> Source extract
# Tail Lights won't work, but Brake Lights do when braking - MK3 VW Jetta



## warmweatheronly (Jun 15, 2010)

Here's the deal:

The red tail lights used for safe night driving when we turn on the headlights don't work, but when I brake, luckily, the brake lights come on.

The red running lights and the brake lights use the SAME bulb. The bulb is a dual filament deal. I've bought new bulbs, swapped them out, same results.

Initially this problem only affected my driver side tail light. To see if it was the tail light assembly I swapped assemblies between the passenger and driver sides to test. Same result. The passenger side that was working now didn't on the driver side, the driver side that wasn't now works on the passenger side.

So the bulbs are fine, the assemblies the lights clip into are probably fine, but something before them may not be.

Maybe it's related, but my driver side amber daytime running light that also flickers when I use the turn signal now will not turn on during the day like it should. However, when I use the turn signal, it works.

Is there a separate relay, or specific spot in my wiring that I can check or swap for this? I did a bunch of searching on the forums and this didn't really come up.

The car in question is a 1998 VW Jetta 2.0 liter.

I'm using some tiny bike lights dropped into the housings as my running lights until I get this sorted... and limiting my night driving because they're not the best, lol.

Thanks for the help in advance!


----------



## warmweatheronly (Jun 15, 2010)

duh, fixed:

As soon as I ask for help, it's solved.

I assumed that it couldn't be the fuses because the turn signals worked and they're on the same fuse as the tails (I thought). Well I guess they're not, both fuse 7 and 8 were blown. Replaced, and it's all fine again.

Assumptions suck.


----------



## 1172482 (Dec 22, 2015)

Always check fuses after you check bulbs. Glad you got it ironed out bro.


----------



## pilotlars (Aug 19, 2004)

Half these 'lighting problem' posts are just burnt-out fuses. I never realised people thought a parking/TS or parking/brake light bulb would either work or not work until a year ago when a coworker told me his side marker light on his Ford SUV wasn't working, he said it was weird that the turn signal still worked. I said no, it's totally NOT weird, they're different circuits with different fuses and differnt filaments inside the bulb.


----------

> Exercises
• A. Translate this sentence from the Jetta tail light thread into Spanish: "The red running lights and the brake lights use the SAME bulb."
• B. Reproduce the passage of the Jetta tail light thread from "The car in question" to "the best, lol.".

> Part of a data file
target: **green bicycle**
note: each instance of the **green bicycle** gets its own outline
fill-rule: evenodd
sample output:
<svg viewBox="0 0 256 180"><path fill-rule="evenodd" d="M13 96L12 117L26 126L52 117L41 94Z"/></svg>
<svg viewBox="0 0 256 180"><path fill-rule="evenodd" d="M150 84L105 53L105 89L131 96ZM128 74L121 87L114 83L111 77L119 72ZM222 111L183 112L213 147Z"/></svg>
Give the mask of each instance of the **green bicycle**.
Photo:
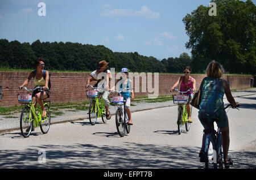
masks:
<svg viewBox="0 0 256 180"><path fill-rule="evenodd" d="M91 85L93 90L86 91L86 95L88 98L90 98L90 105L89 106L89 112L87 113L89 115L89 119L92 125L94 125L96 123L98 117L101 117L101 119L104 123L106 123L108 119L106 118L106 109L104 105L104 103L103 98L101 96L100 96L100 98L98 97L98 89L97 87L93 87ZM99 100L100 99L100 100ZM100 102L101 104L100 105ZM105 116L104 118L104 115Z"/></svg>
<svg viewBox="0 0 256 180"><path fill-rule="evenodd" d="M51 101L43 101L44 109L46 110L46 117L42 118L42 108L40 107L39 109L36 109L32 101L31 94L36 89L43 91L42 87L37 86L34 89L31 89L23 87L22 89L24 89L29 92L28 94L18 95L19 102L25 104L25 106L22 109L20 119L20 128L22 136L24 138L28 138L31 133L33 126L35 127L40 126L40 128L43 134L47 133L51 124Z"/></svg>
<svg viewBox="0 0 256 180"><path fill-rule="evenodd" d="M179 95L172 95L174 104L179 104L177 125L178 132L180 135L182 131L182 126L185 125L187 131L189 131L190 129L191 123L188 122L188 112L185 105L188 102L189 97L188 95L184 95L184 93L189 91L192 92L192 91L191 89L189 89L185 92L180 91L177 89L174 89L174 91L177 91L180 93ZM190 114L192 114L192 108L191 106Z"/></svg>

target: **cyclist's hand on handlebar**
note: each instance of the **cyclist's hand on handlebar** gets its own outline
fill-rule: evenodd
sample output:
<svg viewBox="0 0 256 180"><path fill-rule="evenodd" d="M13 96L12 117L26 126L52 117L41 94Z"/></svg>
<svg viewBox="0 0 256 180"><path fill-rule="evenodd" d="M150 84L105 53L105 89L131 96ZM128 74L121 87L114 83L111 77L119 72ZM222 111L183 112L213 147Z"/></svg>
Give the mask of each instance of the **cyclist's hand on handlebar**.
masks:
<svg viewBox="0 0 256 180"><path fill-rule="evenodd" d="M46 90L46 89L48 89L48 87L47 87L46 86L43 86L43 87L42 88L42 89L43 90Z"/></svg>

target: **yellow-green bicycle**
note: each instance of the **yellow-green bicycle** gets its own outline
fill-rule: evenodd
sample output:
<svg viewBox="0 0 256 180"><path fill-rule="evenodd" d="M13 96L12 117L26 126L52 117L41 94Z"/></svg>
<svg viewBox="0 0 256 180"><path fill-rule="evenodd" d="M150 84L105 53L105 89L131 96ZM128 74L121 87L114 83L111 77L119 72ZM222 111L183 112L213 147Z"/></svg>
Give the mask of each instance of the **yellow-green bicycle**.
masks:
<svg viewBox="0 0 256 180"><path fill-rule="evenodd" d="M193 91L191 88L185 92L180 91L177 89L174 89L174 91L177 91L180 93L180 95L172 95L172 98L174 104L179 105L177 125L178 133L180 134L182 132L182 126L185 125L187 131L189 131L190 129L191 123L188 122L188 112L187 112L187 108L185 105L188 102L189 97L188 95L184 95L184 93L189 91ZM192 113L192 106L191 106L191 114Z"/></svg>
<svg viewBox="0 0 256 180"><path fill-rule="evenodd" d="M92 125L94 125L96 123L97 118L101 117L101 119L104 123L106 123L108 119L106 118L106 109L104 105L103 98L100 95L98 96L98 89L101 89L98 87L93 87L91 85L89 85L93 90L86 91L86 95L88 98L90 98L90 106L89 106L89 112L87 113L89 115L89 119ZM100 98L100 100L99 100ZM100 102L101 104L100 104ZM104 118L104 115L105 118Z"/></svg>
<svg viewBox="0 0 256 180"><path fill-rule="evenodd" d="M25 104L25 106L22 109L20 119L20 128L22 136L24 138L28 137L32 131L33 126L34 127L40 126L41 131L43 134L47 133L51 124L51 101L43 101L44 109L46 111L46 117L42 118L41 107L36 108L32 101L32 92L36 89L43 91L42 87L37 86L32 89L23 87L22 89L24 89L28 92L27 94L18 95L19 102Z"/></svg>

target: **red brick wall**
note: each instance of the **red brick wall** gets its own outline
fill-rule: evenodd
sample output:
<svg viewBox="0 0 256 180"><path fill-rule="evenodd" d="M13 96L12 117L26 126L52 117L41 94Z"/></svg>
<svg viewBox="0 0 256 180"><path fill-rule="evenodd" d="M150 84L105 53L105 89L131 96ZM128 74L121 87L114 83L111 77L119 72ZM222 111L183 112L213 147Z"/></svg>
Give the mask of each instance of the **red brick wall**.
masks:
<svg viewBox="0 0 256 180"><path fill-rule="evenodd" d="M18 87L27 78L29 72L0 72L0 85L2 87L2 99L0 100L1 106L13 106L18 104L16 95L22 92L18 90ZM52 88L49 100L52 102L78 102L86 100L85 86L89 76L87 73L51 72L51 82ZM170 88L182 75L159 74L159 95L170 95ZM196 88L199 88L201 81L205 76L204 75L191 75L196 79ZM154 84L154 73L152 74ZM251 76L224 76L224 79L229 82L232 89L249 88ZM134 88L139 83L140 92L135 92L135 96L147 96L148 89L142 87L141 78L139 82L136 82L134 78ZM178 87L179 87L179 85ZM34 87L34 81L31 80L27 85L28 88ZM153 85L154 87L154 85ZM142 91L146 91L146 92Z"/></svg>

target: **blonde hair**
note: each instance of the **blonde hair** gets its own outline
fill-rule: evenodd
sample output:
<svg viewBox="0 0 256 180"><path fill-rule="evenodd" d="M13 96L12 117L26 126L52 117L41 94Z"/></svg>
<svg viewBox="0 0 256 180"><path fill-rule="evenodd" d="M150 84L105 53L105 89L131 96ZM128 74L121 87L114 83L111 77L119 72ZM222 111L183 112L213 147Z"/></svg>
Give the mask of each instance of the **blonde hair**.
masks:
<svg viewBox="0 0 256 180"><path fill-rule="evenodd" d="M205 73L208 77L220 78L224 73L224 69L221 64L213 60L209 63Z"/></svg>

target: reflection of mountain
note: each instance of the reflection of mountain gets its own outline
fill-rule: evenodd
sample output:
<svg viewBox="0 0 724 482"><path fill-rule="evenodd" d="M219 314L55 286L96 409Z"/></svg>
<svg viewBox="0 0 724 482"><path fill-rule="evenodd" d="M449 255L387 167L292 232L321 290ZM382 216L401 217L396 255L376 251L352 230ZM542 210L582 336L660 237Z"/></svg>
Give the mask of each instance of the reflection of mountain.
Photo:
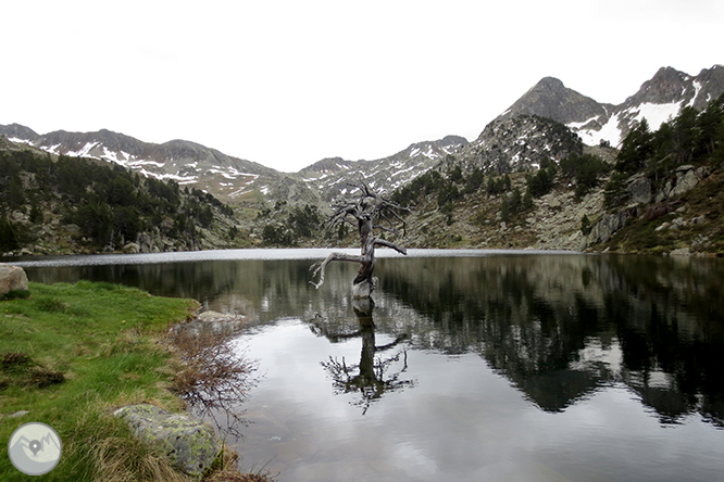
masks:
<svg viewBox="0 0 724 482"><path fill-rule="evenodd" d="M384 259L384 290L432 319L421 347L478 352L548 411L624 383L662 422L724 426L724 266L604 256ZM706 302L704 302L706 300Z"/></svg>
<svg viewBox="0 0 724 482"><path fill-rule="evenodd" d="M358 266L311 261L214 261L27 269L34 281L123 282L190 296L260 322L324 317L353 333ZM662 422L700 414L724 427L724 264L720 259L592 255L380 258L377 333L412 346L478 353L541 409L560 411L623 384Z"/></svg>

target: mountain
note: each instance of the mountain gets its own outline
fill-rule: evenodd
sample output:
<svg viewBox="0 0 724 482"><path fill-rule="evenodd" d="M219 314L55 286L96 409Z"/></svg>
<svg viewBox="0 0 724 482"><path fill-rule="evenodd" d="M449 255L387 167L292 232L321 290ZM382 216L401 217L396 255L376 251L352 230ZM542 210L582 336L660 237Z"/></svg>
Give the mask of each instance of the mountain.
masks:
<svg viewBox="0 0 724 482"><path fill-rule="evenodd" d="M494 122L502 122L519 115L538 115L561 124L582 123L594 117L607 116L613 107L612 104L598 103L569 89L554 77L545 77Z"/></svg>
<svg viewBox="0 0 724 482"><path fill-rule="evenodd" d="M363 180L382 191L394 190L467 144L463 137L448 136L411 144L380 160L329 158L297 174L285 174L196 142L172 140L155 144L108 129L39 135L28 127L11 124L0 126L0 136L51 154L103 160L145 176L190 185L228 203L283 200L314 205L328 203L344 191L347 181Z"/></svg>
<svg viewBox="0 0 724 482"><path fill-rule="evenodd" d="M462 150L467 170L503 174L538 168L546 158L561 160L583 152L583 142L560 122L539 115L501 116Z"/></svg>
<svg viewBox="0 0 724 482"><path fill-rule="evenodd" d="M616 147L646 117L651 130L683 106L702 109L724 92L724 66L702 69L696 77L663 67L619 105L600 103L545 77L467 142L458 136L409 145L373 161L339 157L319 161L296 174L226 155L215 149L173 140L162 144L110 130L39 135L11 124L0 135L53 154L86 156L120 164L146 176L190 185L233 204L275 203L327 206L347 192L347 182L365 181L390 192L455 156L462 165L489 173L530 170L546 157L561 160L579 153L583 143ZM567 127L567 129L566 129ZM579 139L577 139L577 137Z"/></svg>
<svg viewBox="0 0 724 482"><path fill-rule="evenodd" d="M51 154L103 160L145 176L192 185L226 202L297 182L270 167L185 140L155 144L108 129L38 135L18 124L0 126L0 135Z"/></svg>
<svg viewBox="0 0 724 482"><path fill-rule="evenodd" d="M319 161L299 172L302 180L323 199L347 192L347 183L364 181L380 192L389 192L424 174L448 155L467 145L467 139L447 136L436 141L417 142L403 151L376 161L345 161L340 157Z"/></svg>

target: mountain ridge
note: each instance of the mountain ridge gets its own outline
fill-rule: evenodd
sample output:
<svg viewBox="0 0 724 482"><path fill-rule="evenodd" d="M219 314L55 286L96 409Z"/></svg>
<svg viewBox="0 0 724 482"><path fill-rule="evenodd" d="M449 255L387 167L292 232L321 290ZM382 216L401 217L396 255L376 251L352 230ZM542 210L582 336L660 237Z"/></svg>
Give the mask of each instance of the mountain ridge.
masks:
<svg viewBox="0 0 724 482"><path fill-rule="evenodd" d="M644 117L654 130L683 106L701 110L722 92L722 65L702 68L697 76L661 67L637 92L616 105L599 103L565 87L556 77L544 77L488 123L473 142L460 136L447 136L410 144L379 160L325 158L298 173L282 173L192 141L177 139L154 144L108 129L39 135L29 127L11 124L0 126L0 135L52 154L100 158L146 176L194 185L225 202L259 204L284 200L324 206L346 192L347 181L364 181L389 192L437 166L448 155L462 157L463 164L470 167L477 165L504 172L535 168L547 152L560 160L570 151L567 148L557 151L556 142L540 139L544 131L550 131L549 123L538 120L522 128L525 123L515 120L516 117L551 119L566 126L587 145L615 147ZM511 136L510 142L501 142L496 137L501 129L515 130L517 137ZM537 144L527 142L528 138L538 139ZM570 144L570 139L564 143Z"/></svg>

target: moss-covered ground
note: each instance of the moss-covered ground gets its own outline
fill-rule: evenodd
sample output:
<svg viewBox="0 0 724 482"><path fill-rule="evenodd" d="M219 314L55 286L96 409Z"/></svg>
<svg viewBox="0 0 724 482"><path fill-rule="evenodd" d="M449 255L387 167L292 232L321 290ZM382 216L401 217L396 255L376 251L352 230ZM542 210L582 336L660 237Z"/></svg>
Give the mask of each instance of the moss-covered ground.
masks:
<svg viewBox="0 0 724 482"><path fill-rule="evenodd" d="M184 409L167 390L174 360L159 341L196 307L192 300L86 281L30 283L29 294L0 302L0 441L40 421L63 442L58 467L41 478L15 470L0 451L0 480L176 479L111 414L141 402Z"/></svg>

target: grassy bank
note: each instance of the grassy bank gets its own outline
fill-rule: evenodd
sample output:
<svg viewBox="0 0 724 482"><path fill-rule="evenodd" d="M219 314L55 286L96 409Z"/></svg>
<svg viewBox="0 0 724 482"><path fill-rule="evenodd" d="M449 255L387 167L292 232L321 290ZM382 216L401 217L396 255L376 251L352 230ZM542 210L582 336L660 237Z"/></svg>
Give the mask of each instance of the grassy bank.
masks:
<svg viewBox="0 0 724 482"><path fill-rule="evenodd" d="M158 341L197 303L85 281L30 283L29 292L0 302L0 441L29 421L53 427L63 457L42 480L173 480L111 413L140 402L184 408L168 391L174 360ZM0 480L33 479L0 452Z"/></svg>

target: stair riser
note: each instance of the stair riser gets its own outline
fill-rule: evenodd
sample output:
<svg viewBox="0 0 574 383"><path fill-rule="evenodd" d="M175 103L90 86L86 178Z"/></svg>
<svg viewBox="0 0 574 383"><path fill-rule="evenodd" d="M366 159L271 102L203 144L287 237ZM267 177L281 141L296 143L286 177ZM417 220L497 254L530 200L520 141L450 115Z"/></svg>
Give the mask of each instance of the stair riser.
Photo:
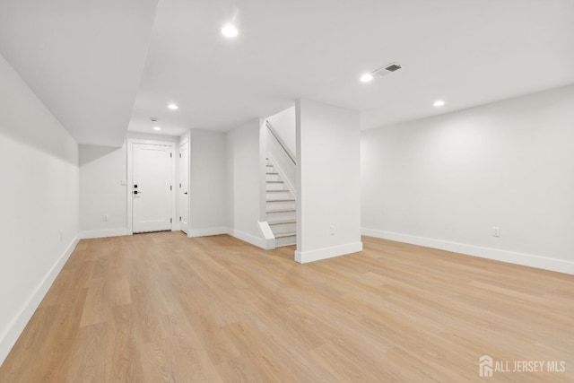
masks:
<svg viewBox="0 0 574 383"><path fill-rule="evenodd" d="M281 212L281 213L269 213L267 212L267 221L287 221L296 220L297 212Z"/></svg>
<svg viewBox="0 0 574 383"><path fill-rule="evenodd" d="M269 183L265 184L265 188L267 190L286 190L285 184L281 183Z"/></svg>
<svg viewBox="0 0 574 383"><path fill-rule="evenodd" d="M295 201L292 202L267 202L265 204L267 210L274 209L294 209Z"/></svg>
<svg viewBox="0 0 574 383"><path fill-rule="evenodd" d="M276 238L275 248L281 248L282 246L291 246L297 244L297 236L292 235L291 237Z"/></svg>
<svg viewBox="0 0 574 383"><path fill-rule="evenodd" d="M279 190L273 193L266 193L267 200L270 199L292 199L293 196L289 190Z"/></svg>
<svg viewBox="0 0 574 383"><path fill-rule="evenodd" d="M265 181L281 181L279 174L265 174Z"/></svg>
<svg viewBox="0 0 574 383"><path fill-rule="evenodd" d="M286 232L294 232L297 231L296 224L293 223L282 223L279 225L269 225L274 234L283 234Z"/></svg>

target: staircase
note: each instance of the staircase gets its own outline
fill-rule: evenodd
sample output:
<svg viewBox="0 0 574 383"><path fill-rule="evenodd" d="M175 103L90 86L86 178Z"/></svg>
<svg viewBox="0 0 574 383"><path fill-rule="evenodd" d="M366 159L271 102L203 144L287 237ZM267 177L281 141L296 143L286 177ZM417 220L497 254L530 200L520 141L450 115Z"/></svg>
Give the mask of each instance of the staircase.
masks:
<svg viewBox="0 0 574 383"><path fill-rule="evenodd" d="M283 181L271 160L266 159L265 190L267 223L275 236L275 247L297 243L295 196Z"/></svg>

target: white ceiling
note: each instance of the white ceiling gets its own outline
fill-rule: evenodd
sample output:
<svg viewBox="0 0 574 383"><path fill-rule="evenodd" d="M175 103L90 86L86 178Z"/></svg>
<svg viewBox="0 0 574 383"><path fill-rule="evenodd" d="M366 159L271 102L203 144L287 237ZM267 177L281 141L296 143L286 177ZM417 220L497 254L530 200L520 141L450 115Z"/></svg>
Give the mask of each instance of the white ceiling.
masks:
<svg viewBox="0 0 574 383"><path fill-rule="evenodd" d="M370 128L573 83L574 1L0 0L0 53L81 144L152 116L225 131L298 98Z"/></svg>
<svg viewBox="0 0 574 383"><path fill-rule="evenodd" d="M0 53L78 143L118 146L156 5L157 0L0 0Z"/></svg>
<svg viewBox="0 0 574 383"><path fill-rule="evenodd" d="M358 81L392 61L404 69ZM297 98L371 128L571 83L571 0L160 0L129 129L229 130Z"/></svg>

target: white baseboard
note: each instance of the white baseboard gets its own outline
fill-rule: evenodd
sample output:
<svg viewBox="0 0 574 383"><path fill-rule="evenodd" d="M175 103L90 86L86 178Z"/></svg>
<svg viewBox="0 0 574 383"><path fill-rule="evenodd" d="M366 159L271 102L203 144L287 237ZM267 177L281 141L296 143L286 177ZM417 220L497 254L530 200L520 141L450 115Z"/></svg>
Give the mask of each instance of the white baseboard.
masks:
<svg viewBox="0 0 574 383"><path fill-rule="evenodd" d="M64 267L64 265L65 265L65 262L67 262L68 258L75 249L79 240L79 235L72 240L70 245L64 251L64 254L62 254L58 260L56 261L52 268L44 276L30 298L26 302L24 302L22 309L14 317L10 325L8 325L6 330L0 335L0 366L4 362L4 359L6 359L6 356L8 356L12 347L16 344L16 341L22 332L24 331L30 318L32 318L36 309L38 309L38 306L39 306L50 286L54 283L56 277L58 275Z"/></svg>
<svg viewBox="0 0 574 383"><path fill-rule="evenodd" d="M383 231L373 229L362 229L363 235L381 238L383 239L396 240L397 242L410 243L424 246L426 248L439 248L440 250L452 251L482 258L508 262L515 265L536 267L544 270L555 271L574 274L574 262L563 259L549 258L532 254L517 253L514 251L500 250L498 248L483 248L480 246L465 245L463 243L449 242L447 240L433 239L430 238L416 237L391 231Z"/></svg>
<svg viewBox="0 0 574 383"><path fill-rule="evenodd" d="M187 231L187 237L195 238L195 237L207 237L210 235L220 235L220 234L227 234L227 228L219 227L219 228L205 228L205 229L194 229Z"/></svg>
<svg viewBox="0 0 574 383"><path fill-rule="evenodd" d="M271 226L269 226L269 222L266 221L259 221L257 222L257 227L259 229L259 234L264 239L265 250L274 250L275 248L275 236L271 230Z"/></svg>
<svg viewBox="0 0 574 383"><path fill-rule="evenodd" d="M250 243L253 246L257 246L257 248L265 248L265 239L263 238L256 237L251 234L248 234L245 231L229 229L227 233L231 237L235 237L238 239L241 239L244 242Z"/></svg>
<svg viewBox="0 0 574 383"><path fill-rule="evenodd" d="M319 261L321 259L333 258L346 254L362 251L362 242L346 243L332 248L318 248L311 251L295 251L295 261L300 264Z"/></svg>
<svg viewBox="0 0 574 383"><path fill-rule="evenodd" d="M130 235L131 233L127 229L106 229L106 230L94 230L82 231L80 233L81 239L90 239L93 238L108 238L108 237L121 237L123 235Z"/></svg>

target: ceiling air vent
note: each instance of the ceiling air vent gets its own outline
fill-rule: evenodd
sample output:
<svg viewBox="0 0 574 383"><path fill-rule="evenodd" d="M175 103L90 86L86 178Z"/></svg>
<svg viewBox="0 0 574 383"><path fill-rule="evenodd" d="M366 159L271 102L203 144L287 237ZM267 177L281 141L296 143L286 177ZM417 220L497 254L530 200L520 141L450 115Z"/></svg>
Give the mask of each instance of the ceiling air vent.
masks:
<svg viewBox="0 0 574 383"><path fill-rule="evenodd" d="M383 66L380 69L377 69L376 71L373 72L373 74L382 77L382 76L386 76L388 74L392 74L393 72L396 72L401 68L402 66L399 64L391 63L387 65Z"/></svg>

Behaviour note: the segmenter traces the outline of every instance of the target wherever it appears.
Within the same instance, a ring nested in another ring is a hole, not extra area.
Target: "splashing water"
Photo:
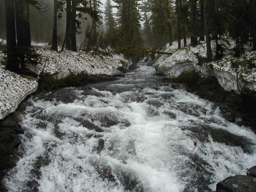
[[[249,129],[153,73],[141,67],[115,82],[31,97],[22,117],[23,154],[6,187],[206,191],[254,165]]]

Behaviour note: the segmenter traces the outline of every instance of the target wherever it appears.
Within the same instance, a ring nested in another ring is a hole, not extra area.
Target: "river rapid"
[[[10,191],[211,191],[255,165],[253,133],[141,66],[112,82],[35,94]]]

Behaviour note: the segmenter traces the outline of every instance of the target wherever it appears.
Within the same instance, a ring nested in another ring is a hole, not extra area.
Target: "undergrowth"
[[[40,76],[38,91],[48,91],[58,88],[77,87],[88,83],[114,80],[115,77],[113,76],[87,75],[83,72],[78,74],[72,73],[61,79],[55,79],[49,74],[43,73]]]
[[[256,91],[243,88],[242,93],[225,90],[214,77],[205,77],[195,71],[184,72],[172,82],[183,83],[187,90],[203,99],[224,105],[233,112],[239,112],[243,119],[256,131]]]

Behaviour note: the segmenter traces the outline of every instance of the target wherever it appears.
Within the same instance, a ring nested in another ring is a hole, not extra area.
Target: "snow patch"
[[[19,104],[36,91],[38,82],[0,68],[0,119],[15,111]]]
[[[189,44],[190,39],[187,39],[187,42]],[[227,48],[225,52],[226,55],[220,60],[200,66],[199,58],[206,58],[207,56],[205,41],[200,42],[200,44],[195,47],[188,46],[180,50],[178,50],[178,42],[175,42],[165,51],[173,54],[162,55],[153,66],[157,73],[162,74],[168,78],[177,77],[182,72],[195,70],[205,75],[215,77],[219,84],[228,91],[233,90],[239,93],[240,87],[245,86],[250,89],[256,90],[255,69],[248,68],[246,65],[235,69],[232,66],[234,63],[246,62],[246,60],[253,59],[255,62],[256,52],[246,52],[240,58],[235,58],[229,52],[234,48],[235,42],[232,40],[226,40],[220,43]],[[214,41],[211,42],[213,54],[216,52],[215,44]],[[209,70],[210,67],[212,67],[212,70]],[[239,80],[238,82],[238,78]]]

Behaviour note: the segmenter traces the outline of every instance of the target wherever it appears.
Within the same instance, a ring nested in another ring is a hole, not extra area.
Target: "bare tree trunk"
[[[191,9],[191,44],[196,46],[197,41],[197,0],[190,0]]]
[[[71,50],[71,0],[67,0],[67,20],[66,45],[68,49]]]
[[[182,35],[183,35],[183,42],[184,42],[184,47],[185,47],[187,46],[186,44],[186,27],[185,27],[185,24],[184,22],[185,19],[183,18],[183,16],[182,13],[181,13],[181,8],[182,7],[182,2],[181,2],[181,0],[179,0],[179,8],[180,10],[180,23],[182,25],[182,27],[181,27],[182,31]]]
[[[77,0],[72,0],[72,5],[71,6],[71,50],[73,51],[77,51],[76,46],[76,6]]]
[[[53,13],[53,30],[52,30],[52,42],[51,49],[58,51],[58,44],[57,39],[57,0],[54,2]]]
[[[251,23],[252,32],[252,50],[256,51],[256,3],[255,0],[250,0],[251,8]]]
[[[206,49],[207,49],[207,58],[211,60],[212,59],[212,52],[211,47],[211,38],[210,37],[210,29],[209,27],[209,0],[205,0],[205,25],[206,30]]]
[[[199,41],[205,40],[205,0],[200,0],[200,11],[201,11],[201,20],[200,20],[200,37]]]
[[[28,4],[22,0],[15,0],[15,19],[18,47],[30,47],[31,39]],[[19,55],[22,70],[25,70],[25,54]]]
[[[167,9],[167,19],[168,20],[168,28],[169,28],[169,45],[172,45],[172,25],[170,21],[170,11],[169,11],[169,0],[166,0],[166,8]]]
[[[12,71],[19,70],[19,65],[16,55],[10,52],[17,47],[16,41],[15,18],[14,0],[5,0],[5,14],[6,24],[6,40],[7,43],[7,69]]]
[[[178,0],[176,1],[176,12],[178,21],[178,49],[180,49],[181,48],[181,44],[180,42],[181,39],[181,31],[180,30],[180,10],[179,9]]]

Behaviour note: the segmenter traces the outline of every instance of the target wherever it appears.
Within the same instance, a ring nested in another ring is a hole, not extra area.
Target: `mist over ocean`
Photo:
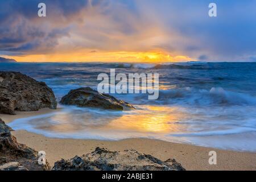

> Results by task
• A. Las luces rojas de posición y las luces de freno usan la MISMA bombilla.

• B.
The car in question is a 1998 VW Jetta 2.0 liter.

I'm using some tiny bike lights dropped into the housings as my running lights until I get this sorted... and limiting my night driving because they're not the best, lol.